- EXTRACTED ENTRIES
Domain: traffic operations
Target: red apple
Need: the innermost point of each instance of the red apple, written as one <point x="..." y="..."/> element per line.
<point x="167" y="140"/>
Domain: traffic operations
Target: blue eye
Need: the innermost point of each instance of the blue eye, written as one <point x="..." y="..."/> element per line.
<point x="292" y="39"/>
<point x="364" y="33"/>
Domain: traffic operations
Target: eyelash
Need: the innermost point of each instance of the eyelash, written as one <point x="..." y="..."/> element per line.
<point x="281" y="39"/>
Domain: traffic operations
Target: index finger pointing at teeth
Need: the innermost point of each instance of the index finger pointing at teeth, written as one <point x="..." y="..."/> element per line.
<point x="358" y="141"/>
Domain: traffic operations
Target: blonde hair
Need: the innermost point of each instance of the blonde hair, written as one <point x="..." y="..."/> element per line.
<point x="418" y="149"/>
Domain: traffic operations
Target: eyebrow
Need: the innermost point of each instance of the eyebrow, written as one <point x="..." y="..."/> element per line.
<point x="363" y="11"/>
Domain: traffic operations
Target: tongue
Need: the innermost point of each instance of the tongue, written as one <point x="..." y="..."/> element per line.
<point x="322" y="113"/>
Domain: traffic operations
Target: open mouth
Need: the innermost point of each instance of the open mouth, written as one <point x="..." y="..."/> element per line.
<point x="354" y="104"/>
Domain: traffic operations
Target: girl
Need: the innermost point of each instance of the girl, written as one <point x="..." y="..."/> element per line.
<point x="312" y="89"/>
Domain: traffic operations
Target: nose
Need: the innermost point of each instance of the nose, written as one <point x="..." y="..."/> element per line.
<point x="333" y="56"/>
---
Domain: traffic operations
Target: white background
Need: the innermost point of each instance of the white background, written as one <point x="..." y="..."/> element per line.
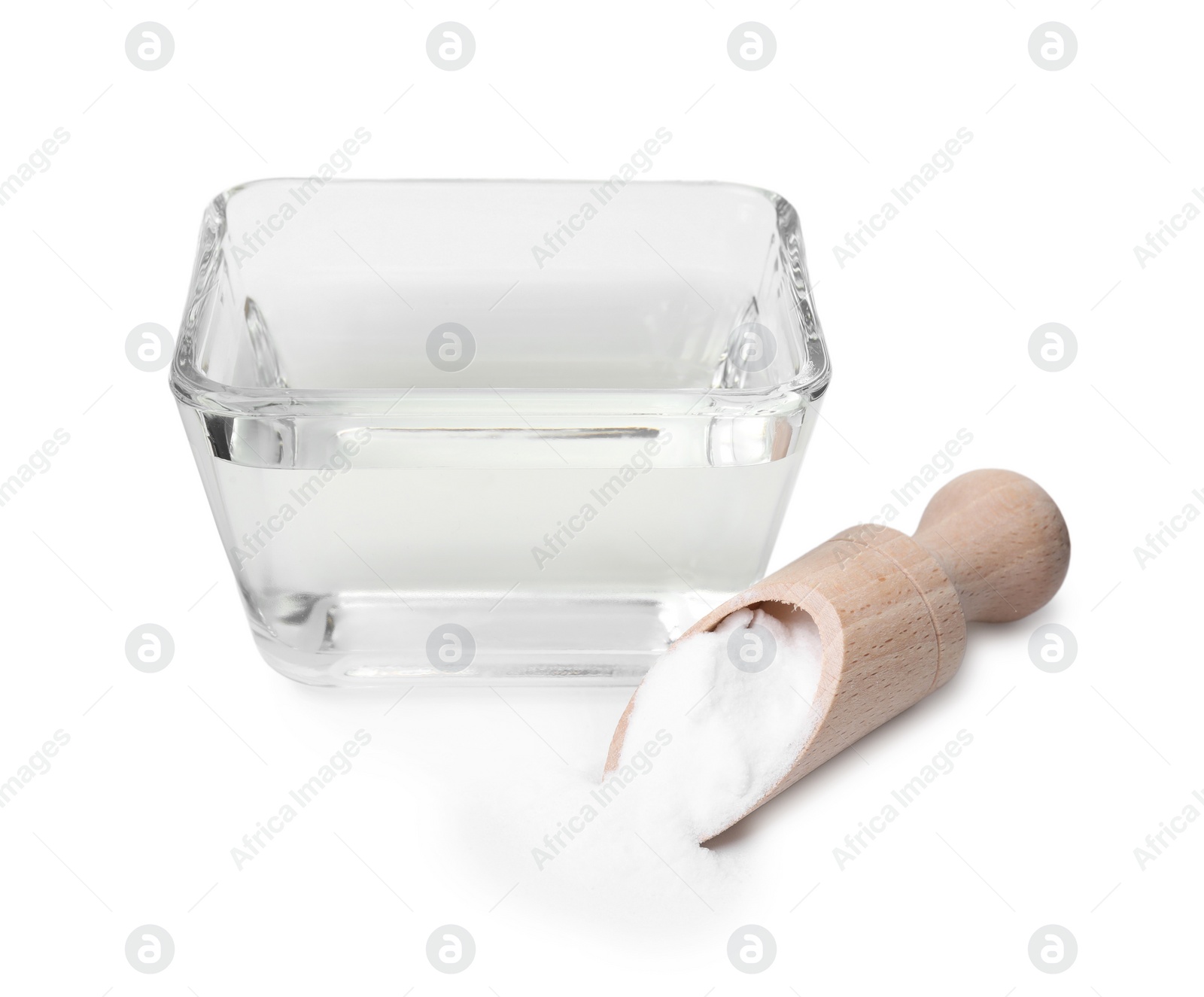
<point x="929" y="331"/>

- WHAT THE TASK ASKS
Repeat word for word the lines above that run from the line containing "the tongue, written" through the line containing "Target: girl", both ends included, and nothing else.

- YOUR SOLUTION
Need: the innermost point of each instance of the tongue, written as one <point x="..." y="..."/> element per line.
<point x="322" y="113"/>
Domain: traffic operations
Target: open mouth
Need: the innermost point of each instance of the open mouth, written as one <point x="..." y="..."/> element per line.
<point x="354" y="104"/>
Domain: traffic operations
Target: girl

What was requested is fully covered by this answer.